§ **EXERCISE REQUIREMENTS**
Can you copy the items below word for word, starting at the line containing "Do you spot any man" and ending at the line containing "[106,12,196,55]", with both of those lines included?
--- BEGIN DATASET RECORDS ---
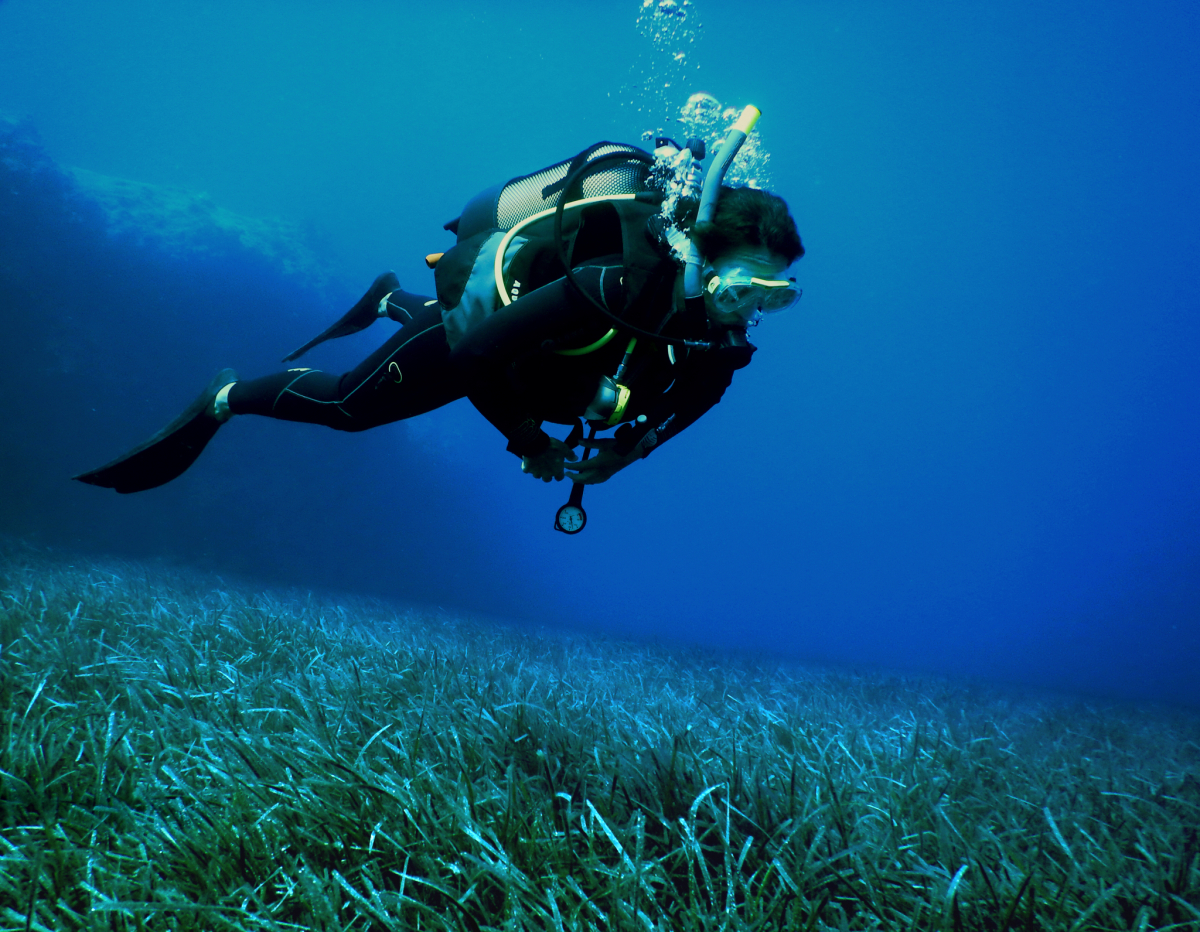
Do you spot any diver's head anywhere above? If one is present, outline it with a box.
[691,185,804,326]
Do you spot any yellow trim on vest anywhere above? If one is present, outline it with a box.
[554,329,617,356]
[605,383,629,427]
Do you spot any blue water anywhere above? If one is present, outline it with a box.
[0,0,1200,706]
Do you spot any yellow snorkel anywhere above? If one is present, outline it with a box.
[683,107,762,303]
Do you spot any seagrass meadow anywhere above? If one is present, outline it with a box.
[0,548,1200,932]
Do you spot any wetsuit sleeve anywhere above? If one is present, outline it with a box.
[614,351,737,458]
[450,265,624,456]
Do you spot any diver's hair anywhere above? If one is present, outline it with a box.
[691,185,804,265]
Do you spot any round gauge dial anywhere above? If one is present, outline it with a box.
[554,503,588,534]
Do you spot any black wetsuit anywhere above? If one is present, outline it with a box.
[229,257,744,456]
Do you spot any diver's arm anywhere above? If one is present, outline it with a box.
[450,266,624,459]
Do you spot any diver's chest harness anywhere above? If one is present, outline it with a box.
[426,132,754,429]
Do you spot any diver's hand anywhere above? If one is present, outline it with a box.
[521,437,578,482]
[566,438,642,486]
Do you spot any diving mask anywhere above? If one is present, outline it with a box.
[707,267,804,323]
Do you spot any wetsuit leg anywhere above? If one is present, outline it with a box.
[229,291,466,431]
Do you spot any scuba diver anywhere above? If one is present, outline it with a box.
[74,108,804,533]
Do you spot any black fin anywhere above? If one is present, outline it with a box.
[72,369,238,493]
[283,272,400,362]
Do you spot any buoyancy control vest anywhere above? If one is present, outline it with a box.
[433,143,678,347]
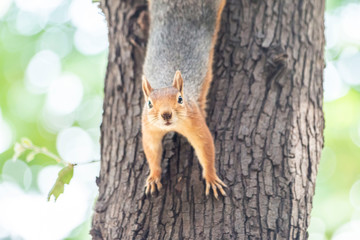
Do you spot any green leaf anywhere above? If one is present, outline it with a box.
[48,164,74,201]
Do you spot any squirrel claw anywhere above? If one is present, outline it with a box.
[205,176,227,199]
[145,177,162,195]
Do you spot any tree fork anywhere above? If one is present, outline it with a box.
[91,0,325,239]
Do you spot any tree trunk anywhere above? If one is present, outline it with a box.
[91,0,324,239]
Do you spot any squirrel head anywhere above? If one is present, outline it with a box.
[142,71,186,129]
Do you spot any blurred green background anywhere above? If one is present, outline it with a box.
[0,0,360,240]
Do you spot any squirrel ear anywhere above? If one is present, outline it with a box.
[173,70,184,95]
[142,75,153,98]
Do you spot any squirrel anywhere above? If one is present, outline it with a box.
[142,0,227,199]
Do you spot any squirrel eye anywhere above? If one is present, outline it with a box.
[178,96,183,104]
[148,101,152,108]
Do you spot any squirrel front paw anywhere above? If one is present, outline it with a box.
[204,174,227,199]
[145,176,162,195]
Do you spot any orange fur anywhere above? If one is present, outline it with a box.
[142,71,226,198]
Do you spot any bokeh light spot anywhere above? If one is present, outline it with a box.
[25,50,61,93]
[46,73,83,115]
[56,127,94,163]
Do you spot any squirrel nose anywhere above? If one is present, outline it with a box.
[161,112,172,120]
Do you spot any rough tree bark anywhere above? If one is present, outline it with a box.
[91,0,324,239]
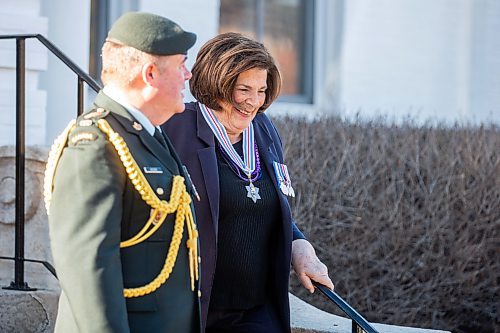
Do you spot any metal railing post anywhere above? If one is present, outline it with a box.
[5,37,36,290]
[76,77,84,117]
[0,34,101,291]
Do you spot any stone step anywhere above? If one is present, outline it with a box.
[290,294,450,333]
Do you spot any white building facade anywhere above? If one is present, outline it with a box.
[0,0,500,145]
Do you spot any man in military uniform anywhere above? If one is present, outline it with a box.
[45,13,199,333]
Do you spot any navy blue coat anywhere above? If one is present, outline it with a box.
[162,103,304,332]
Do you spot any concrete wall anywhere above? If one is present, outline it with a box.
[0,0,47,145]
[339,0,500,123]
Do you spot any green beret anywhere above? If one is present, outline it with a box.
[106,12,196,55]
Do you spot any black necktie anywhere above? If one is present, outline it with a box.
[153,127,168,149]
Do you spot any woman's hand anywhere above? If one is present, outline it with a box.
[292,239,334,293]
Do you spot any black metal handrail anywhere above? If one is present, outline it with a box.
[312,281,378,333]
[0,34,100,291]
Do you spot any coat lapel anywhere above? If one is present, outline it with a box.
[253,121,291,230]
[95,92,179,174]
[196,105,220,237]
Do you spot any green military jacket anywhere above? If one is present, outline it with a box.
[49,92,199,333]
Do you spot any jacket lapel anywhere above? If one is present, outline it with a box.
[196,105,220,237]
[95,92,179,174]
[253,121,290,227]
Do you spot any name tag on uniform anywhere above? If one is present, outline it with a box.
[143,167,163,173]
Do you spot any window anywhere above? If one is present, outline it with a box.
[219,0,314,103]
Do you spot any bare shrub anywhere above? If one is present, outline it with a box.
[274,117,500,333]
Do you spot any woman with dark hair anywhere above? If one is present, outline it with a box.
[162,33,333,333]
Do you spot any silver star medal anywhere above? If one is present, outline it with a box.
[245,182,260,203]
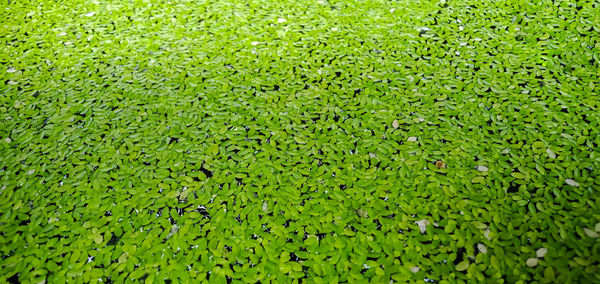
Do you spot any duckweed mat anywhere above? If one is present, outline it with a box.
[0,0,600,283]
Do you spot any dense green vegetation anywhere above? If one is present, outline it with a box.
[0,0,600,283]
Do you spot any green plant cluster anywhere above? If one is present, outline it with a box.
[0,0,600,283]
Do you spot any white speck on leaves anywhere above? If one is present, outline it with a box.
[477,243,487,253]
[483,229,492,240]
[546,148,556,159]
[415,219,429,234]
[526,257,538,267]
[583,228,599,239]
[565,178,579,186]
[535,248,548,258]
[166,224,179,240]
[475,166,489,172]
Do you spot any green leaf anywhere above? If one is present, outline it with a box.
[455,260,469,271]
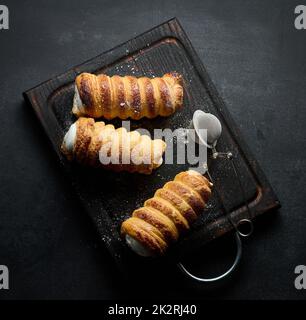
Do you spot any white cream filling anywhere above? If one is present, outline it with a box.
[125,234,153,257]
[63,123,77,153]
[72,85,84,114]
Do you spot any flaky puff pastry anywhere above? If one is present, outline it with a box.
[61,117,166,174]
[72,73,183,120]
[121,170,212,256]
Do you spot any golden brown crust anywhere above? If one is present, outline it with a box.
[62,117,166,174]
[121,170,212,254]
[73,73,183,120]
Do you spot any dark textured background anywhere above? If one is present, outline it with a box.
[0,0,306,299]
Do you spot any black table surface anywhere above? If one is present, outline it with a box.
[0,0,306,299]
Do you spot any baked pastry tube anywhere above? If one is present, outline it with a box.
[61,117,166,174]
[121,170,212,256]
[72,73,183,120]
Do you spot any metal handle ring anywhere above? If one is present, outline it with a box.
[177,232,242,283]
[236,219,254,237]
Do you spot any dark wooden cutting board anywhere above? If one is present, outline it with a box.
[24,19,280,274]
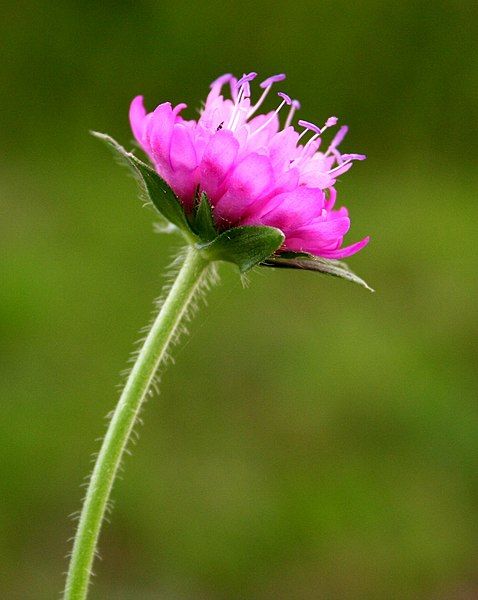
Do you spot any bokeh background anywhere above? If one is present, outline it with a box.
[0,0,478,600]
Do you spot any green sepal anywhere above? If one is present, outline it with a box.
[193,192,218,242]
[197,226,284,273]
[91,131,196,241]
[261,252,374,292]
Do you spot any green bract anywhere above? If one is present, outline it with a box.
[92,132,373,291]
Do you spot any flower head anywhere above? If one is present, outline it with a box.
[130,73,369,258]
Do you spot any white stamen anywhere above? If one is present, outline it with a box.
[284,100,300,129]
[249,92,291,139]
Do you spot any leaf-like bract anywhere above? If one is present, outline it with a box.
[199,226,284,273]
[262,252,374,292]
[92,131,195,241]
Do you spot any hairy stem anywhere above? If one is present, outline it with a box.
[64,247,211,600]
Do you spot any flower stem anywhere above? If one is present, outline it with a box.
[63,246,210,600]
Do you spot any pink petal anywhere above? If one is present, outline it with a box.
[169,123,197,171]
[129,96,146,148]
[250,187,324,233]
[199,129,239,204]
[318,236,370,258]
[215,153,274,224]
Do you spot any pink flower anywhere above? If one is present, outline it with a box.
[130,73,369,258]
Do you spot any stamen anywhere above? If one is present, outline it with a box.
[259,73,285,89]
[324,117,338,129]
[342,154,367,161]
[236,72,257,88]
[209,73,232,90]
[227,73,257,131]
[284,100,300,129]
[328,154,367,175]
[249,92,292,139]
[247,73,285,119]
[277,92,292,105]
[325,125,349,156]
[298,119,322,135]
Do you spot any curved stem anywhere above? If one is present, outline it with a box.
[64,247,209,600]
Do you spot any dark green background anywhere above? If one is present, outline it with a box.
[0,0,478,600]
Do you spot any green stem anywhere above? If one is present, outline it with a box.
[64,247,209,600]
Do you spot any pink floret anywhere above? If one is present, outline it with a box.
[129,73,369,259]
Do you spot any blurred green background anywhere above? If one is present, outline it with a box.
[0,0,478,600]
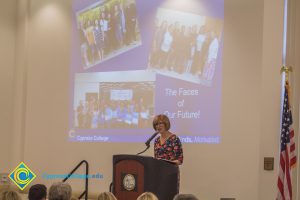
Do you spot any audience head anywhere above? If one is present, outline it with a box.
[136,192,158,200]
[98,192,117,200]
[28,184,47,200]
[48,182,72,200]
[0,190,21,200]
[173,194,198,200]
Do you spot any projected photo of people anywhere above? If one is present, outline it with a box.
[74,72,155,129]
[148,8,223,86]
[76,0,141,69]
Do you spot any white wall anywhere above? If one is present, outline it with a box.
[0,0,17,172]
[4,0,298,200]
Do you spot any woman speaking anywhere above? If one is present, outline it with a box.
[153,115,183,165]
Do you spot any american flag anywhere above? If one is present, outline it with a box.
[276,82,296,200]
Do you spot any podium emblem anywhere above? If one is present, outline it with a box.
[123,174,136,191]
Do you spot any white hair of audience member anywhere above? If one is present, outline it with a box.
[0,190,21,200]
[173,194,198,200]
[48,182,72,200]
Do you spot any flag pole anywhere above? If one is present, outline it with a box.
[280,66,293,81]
--- END DATASET RECORDS ---
§ **ANSWER TO THIS EXERCISE**
Do you spot any man in military uniform anywhere above? If one is present, outline it with a box.
[45,13,199,333]
Do you spot any navy blue coat anywhere above? If one is present, outline it with a box.
[162,103,304,332]
Do you spot any concrete wall anywhere above? If one is present, outline it with a box.
[0,0,47,145]
[339,0,500,123]
Do you spot any green beret anywhere above? If one is present, outline it with a box.
[106,12,196,55]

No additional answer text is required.